Überschreitung des Schuldstrafrechts.
Die tragenden Gründe bestehender
Bedenken hier in aller Kürze:
-
Die Strafbarkeit einer bloß
mittelbaren Förderung durch eine Person, die rein zufällig sich in
einer Gruppe befindet, aus der heraus nur die im
§ 184j StGB
selbst aufgeführten Straftaten begangen werden können, überschreitet
die Grenzen eines tatbezogenen Schuldstrafrechts.
-
Die im Tatbestand enthaltene
Subsidiaritätsklause, gemeint ist der Nachweis, dass es tatsächlich
bereits zu einer im § 184j StGB aufgeführten Straftaten gekommen ist
(das ist ein objektiver Tatbestand der Norm), kann von
Polizeibeamten vor Ort kaum festgestellt werden, so dass die
Anwendung der Vorschrift in den Fällen, die der Gesetzgeber durch
die Neuregelung sanktionieren wollte, wohl ins Leere läuft. Gemeint
sind Vorfälle, wie sie sich in der Silvesternacht 2015/16 auf der
Kölner Domplatte und auch in anderen Städten ereigneten. Auch der
hellsichtigste Polizeibeamte wird in einem Pulk von Menschen nicht
sehen können, was sich außerhalb seines Blickfeldes ereignet. Und
auch hochauflösende Videokameras, die von oben herab Bilder aus
diesem Haufen (der Gesetzgeber verwendet dafür den Begriff der
Gruppe) liefern, lassen es nicht zu, die Personen eingrenzen zu
können, die zu dieser Gruppe »vorwerfbar« gehören.

* [Bereitgestellte Einträge]:
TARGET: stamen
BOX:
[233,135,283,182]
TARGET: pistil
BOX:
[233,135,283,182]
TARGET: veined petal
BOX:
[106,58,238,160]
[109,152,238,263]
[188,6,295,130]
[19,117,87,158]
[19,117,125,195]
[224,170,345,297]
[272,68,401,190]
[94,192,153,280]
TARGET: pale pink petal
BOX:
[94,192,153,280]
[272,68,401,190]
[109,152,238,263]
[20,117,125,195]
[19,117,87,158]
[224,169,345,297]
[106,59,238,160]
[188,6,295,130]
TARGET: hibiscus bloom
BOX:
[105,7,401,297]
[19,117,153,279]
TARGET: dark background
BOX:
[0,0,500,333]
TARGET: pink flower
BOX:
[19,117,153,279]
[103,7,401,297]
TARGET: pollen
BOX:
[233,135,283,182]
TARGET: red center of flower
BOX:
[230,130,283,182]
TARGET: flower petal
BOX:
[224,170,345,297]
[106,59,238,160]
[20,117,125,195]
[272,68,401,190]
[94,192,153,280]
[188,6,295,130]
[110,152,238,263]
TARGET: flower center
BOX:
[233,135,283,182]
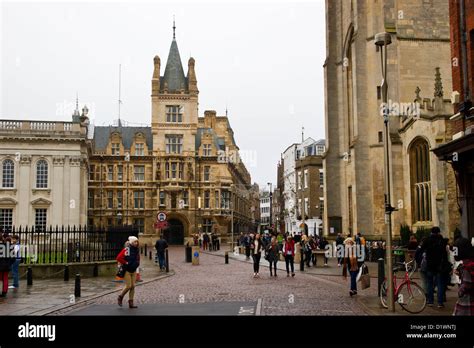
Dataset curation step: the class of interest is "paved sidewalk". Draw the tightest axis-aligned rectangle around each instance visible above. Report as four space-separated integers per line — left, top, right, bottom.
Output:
0 255 173 316
201 246 457 316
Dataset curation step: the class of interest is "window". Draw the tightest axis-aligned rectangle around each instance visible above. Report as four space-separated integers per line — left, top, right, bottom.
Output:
107 191 114 209
117 190 123 209
107 166 114 181
166 105 183 123
87 190 94 209
112 143 120 156
0 209 13 232
165 135 183 154
133 219 145 233
135 143 145 156
117 165 123 181
202 219 212 233
133 166 145 181
203 144 212 157
133 191 145 209
204 166 211 181
35 209 46 232
221 190 230 209
204 190 211 209
409 138 432 223
36 160 48 188
2 159 15 188
160 191 166 206
89 165 95 181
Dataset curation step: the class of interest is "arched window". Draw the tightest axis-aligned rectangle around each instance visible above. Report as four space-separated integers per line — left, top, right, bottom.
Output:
2 159 15 187
36 160 48 188
409 138 432 223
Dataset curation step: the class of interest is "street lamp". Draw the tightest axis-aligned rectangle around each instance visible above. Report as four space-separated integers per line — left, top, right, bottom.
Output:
267 182 273 232
375 33 395 312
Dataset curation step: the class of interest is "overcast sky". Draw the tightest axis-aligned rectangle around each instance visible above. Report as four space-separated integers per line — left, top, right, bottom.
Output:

* [Gestellte Aufgabe 1]:
Fassen Sie den Textauszug in zwei Sätzen zusammen.
* [Gestellte Aufgabe 2]:
Übernehmen Sie aus dem Textauszug wortgetreu alles von „Überschreitung des Schuldstrafrechts.“ bis hinunter zu „eines tatbezogenen Schuldstrafrechts.“.

* [Schriftliche Antwort 1]:
Die Strafbarkeit einer bloß mittelbaren Förderung durch eine Person, die sich rein zufällig in einer Gruppe befindet, überschreitet laut dem Auszug die Grenzen eines tatbezogenen Schuldstrafrechts. Außerdem können Polizeibeamte vor Ort die Subsidiaritätsklausel kaum feststellen, weil sie in einem Pulk nicht sehen, was außerhalb ihres Blickfeldes geschieht, und auch hochauflösende Videokameras die »vorwerfbar« zur Gruppe gehörenden Personen nicht eingrenzen lassen, sodass die Vorschrift in Fällen wie der Silvesternacht 2015/16 auf der Kölner Domplatte wohl ins Leere läuft.

* [Schriftliche Antwort 2]:
Überschreitung des Schuldstrafrechts.
Die tragenden Gründe bestehender
Bedenken hier in aller Kürze:
-
Die Strafbarkeit einer bloß
mittelbaren Förderung durch eine Person, die rein zufällig sich in
einer Gruppe befindet, aus der heraus nur die im
§ 184j StGB
selbst aufgeführten Straftaten begangen werden können, überschreitet
die Grenzen eines tatbezogenen Schuldstrafrechts.